◆ **TASK DETAILS**: Reproduce everything from the line containing "[spot] the dog's front" down to the end of the material, changing each "dog's" to "puppy's" and leaving all else unchanged.

◆ **MATERIAL FOR THE TASK**:
● ● ● ● ● ● ●

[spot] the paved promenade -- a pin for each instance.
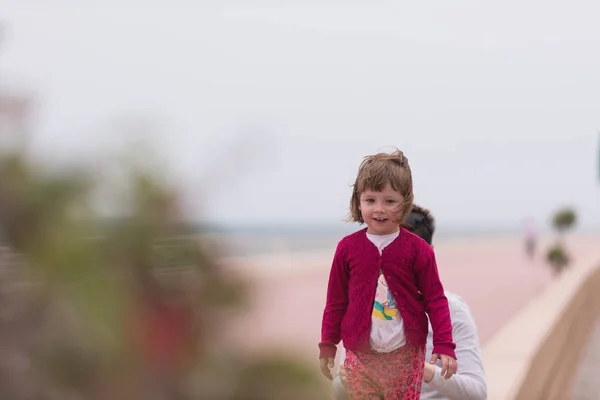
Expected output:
(493, 275)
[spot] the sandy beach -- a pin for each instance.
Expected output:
(491, 274)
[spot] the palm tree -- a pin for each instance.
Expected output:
(557, 256)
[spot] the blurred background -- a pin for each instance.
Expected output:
(220, 139)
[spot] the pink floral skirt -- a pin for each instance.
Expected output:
(389, 376)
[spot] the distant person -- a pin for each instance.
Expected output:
(469, 382)
(385, 337)
(530, 237)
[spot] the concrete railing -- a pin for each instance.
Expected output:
(535, 356)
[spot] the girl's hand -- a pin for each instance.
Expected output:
(448, 364)
(326, 365)
(428, 372)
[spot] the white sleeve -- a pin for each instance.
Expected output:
(469, 381)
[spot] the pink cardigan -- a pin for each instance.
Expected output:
(411, 273)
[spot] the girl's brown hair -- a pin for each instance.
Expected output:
(374, 173)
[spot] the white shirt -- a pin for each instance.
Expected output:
(469, 382)
(387, 326)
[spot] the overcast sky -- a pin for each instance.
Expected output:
(497, 106)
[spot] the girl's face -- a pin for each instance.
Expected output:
(380, 210)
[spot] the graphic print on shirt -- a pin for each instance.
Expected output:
(385, 306)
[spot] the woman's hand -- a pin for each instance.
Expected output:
(429, 371)
(343, 377)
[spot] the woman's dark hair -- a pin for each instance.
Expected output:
(421, 223)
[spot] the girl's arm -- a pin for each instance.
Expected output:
(336, 304)
(436, 303)
(469, 382)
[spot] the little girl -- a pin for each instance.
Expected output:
(383, 281)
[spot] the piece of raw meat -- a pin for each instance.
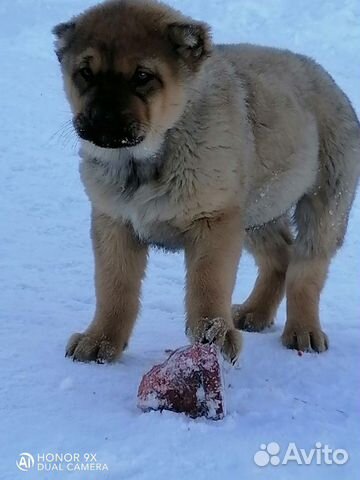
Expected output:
(189, 381)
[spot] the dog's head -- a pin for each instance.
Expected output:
(128, 67)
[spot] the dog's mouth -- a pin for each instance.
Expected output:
(114, 142)
(108, 137)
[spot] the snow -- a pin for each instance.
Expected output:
(50, 404)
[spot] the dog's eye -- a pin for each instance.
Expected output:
(141, 77)
(86, 73)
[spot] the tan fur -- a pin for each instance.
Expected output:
(236, 137)
(120, 263)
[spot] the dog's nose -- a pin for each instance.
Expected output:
(101, 117)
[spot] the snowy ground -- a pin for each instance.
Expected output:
(50, 404)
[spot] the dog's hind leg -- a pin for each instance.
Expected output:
(321, 219)
(271, 246)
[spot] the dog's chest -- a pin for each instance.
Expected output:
(154, 209)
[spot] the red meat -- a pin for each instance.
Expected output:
(189, 381)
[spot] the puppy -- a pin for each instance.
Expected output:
(208, 148)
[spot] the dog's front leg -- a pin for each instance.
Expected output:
(212, 253)
(120, 261)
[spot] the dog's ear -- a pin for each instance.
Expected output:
(191, 41)
(63, 33)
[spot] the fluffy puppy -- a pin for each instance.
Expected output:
(187, 144)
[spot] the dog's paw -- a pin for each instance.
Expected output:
(86, 347)
(250, 321)
(217, 331)
(305, 340)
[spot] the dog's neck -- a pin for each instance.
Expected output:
(128, 168)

● ● ● ● ● ● ●

◆ **RESULT OF THIS TASK**:
[spot] the puppy's front leg -- a pin for each instance.
Expected output:
(212, 253)
(120, 261)
[spot] the puppy's ear -- a pin for each instance.
Expected output:
(191, 41)
(63, 33)
[spot] the fluffy puppy -- a pin for each instance.
Expected output:
(187, 144)
[spot] the puppy's paw -- a pin for each instance.
Expected output:
(86, 347)
(250, 321)
(217, 331)
(305, 340)
[spot] the puppy's neck -- a pin for each instance.
Expected output:
(128, 168)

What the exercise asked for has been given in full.